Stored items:
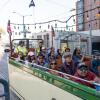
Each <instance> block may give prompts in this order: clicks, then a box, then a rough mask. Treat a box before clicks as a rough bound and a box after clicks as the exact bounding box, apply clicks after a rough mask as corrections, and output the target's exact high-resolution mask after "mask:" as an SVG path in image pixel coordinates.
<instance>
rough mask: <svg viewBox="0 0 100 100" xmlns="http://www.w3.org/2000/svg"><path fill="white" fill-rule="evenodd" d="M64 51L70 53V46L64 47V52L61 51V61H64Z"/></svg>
mask: <svg viewBox="0 0 100 100" xmlns="http://www.w3.org/2000/svg"><path fill="white" fill-rule="evenodd" d="M66 53H70V48H67V47H65V50H64V52H63V54H62V61H63V62H64V55H65V54H66Z"/></svg>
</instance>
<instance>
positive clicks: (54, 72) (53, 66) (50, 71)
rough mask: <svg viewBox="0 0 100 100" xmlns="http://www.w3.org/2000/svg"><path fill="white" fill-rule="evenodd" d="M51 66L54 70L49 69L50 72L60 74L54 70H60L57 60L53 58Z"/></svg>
mask: <svg viewBox="0 0 100 100" xmlns="http://www.w3.org/2000/svg"><path fill="white" fill-rule="evenodd" d="M49 68H50V69H52V70H48V72H49V73H51V74H54V75H57V76H59V75H60V74H59V73H57V72H55V71H54V70H58V67H57V63H56V61H55V60H52V61H51V62H50V64H49Z"/></svg>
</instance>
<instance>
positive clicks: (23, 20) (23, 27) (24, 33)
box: [23, 16, 26, 38]
mask: <svg viewBox="0 0 100 100" xmlns="http://www.w3.org/2000/svg"><path fill="white" fill-rule="evenodd" d="M24 19H25V16H23V33H24V38H26V30H25V23H24Z"/></svg>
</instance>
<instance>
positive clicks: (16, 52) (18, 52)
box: [14, 41, 27, 60]
mask: <svg viewBox="0 0 100 100" xmlns="http://www.w3.org/2000/svg"><path fill="white" fill-rule="evenodd" d="M14 52H15V53H17V54H18V55H19V53H20V55H21V59H22V60H25V57H26V56H27V49H26V47H25V45H24V42H23V41H20V42H19V45H18V46H17V47H16V48H15V50H14Z"/></svg>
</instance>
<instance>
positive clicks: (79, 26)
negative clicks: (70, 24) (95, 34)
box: [76, 0, 100, 31]
mask: <svg viewBox="0 0 100 100" xmlns="http://www.w3.org/2000/svg"><path fill="white" fill-rule="evenodd" d="M80 13H81V14H80ZM76 14H77V15H76V26H77V27H76V30H77V31H88V30H90V27H91V30H98V29H100V16H99V14H100V0H79V1H77V3H76Z"/></svg>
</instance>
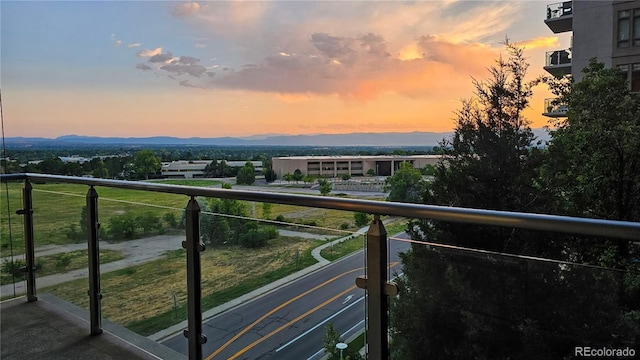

_Work order:_
Reproduce only the lines of the records from the start up to and including the line that holds "positive clicks: (23, 20) (23, 27) (24, 33)"; do not carry over any picture.

_Final answer:_
Each <instance> block may give prompts in this order: clicks, then a box, then a rough mask. Treat a box before clicks as a rough bound and a box after clicks as the exact bounding box, apply clicks after a rough mask as corrections, and output the target's exact high-resolution mask after "mask:" as an SVG path in image pixel coordinates.
<instance>
rough mask: <svg viewBox="0 0 100 100" xmlns="http://www.w3.org/2000/svg"><path fill="white" fill-rule="evenodd" d="M64 51L70 53V46L64 47V52L61 51V61H64Z"/></svg>
mask: <svg viewBox="0 0 100 100" xmlns="http://www.w3.org/2000/svg"><path fill="white" fill-rule="evenodd" d="M66 53H70V48H67V47H65V50H64V52H63V54H62V61H63V62H64V55H65V54H66Z"/></svg>
</instance>
<instance>
positive clicks: (54, 72) (53, 66) (50, 71)
rough mask: <svg viewBox="0 0 100 100" xmlns="http://www.w3.org/2000/svg"><path fill="white" fill-rule="evenodd" d="M51 66L54 70L49 69L50 72L60 74L54 70H60L57 60L53 58Z"/></svg>
mask: <svg viewBox="0 0 100 100" xmlns="http://www.w3.org/2000/svg"><path fill="white" fill-rule="evenodd" d="M49 68H50V69H52V70H48V72H49V73H51V74H54V75H57V76H59V75H60V74H59V73H57V72H55V71H54V70H58V67H57V63H56V61H55V60H52V61H51V62H50V64H49Z"/></svg>
</instance>
<instance>
positive clicks: (23, 20) (23, 27) (24, 33)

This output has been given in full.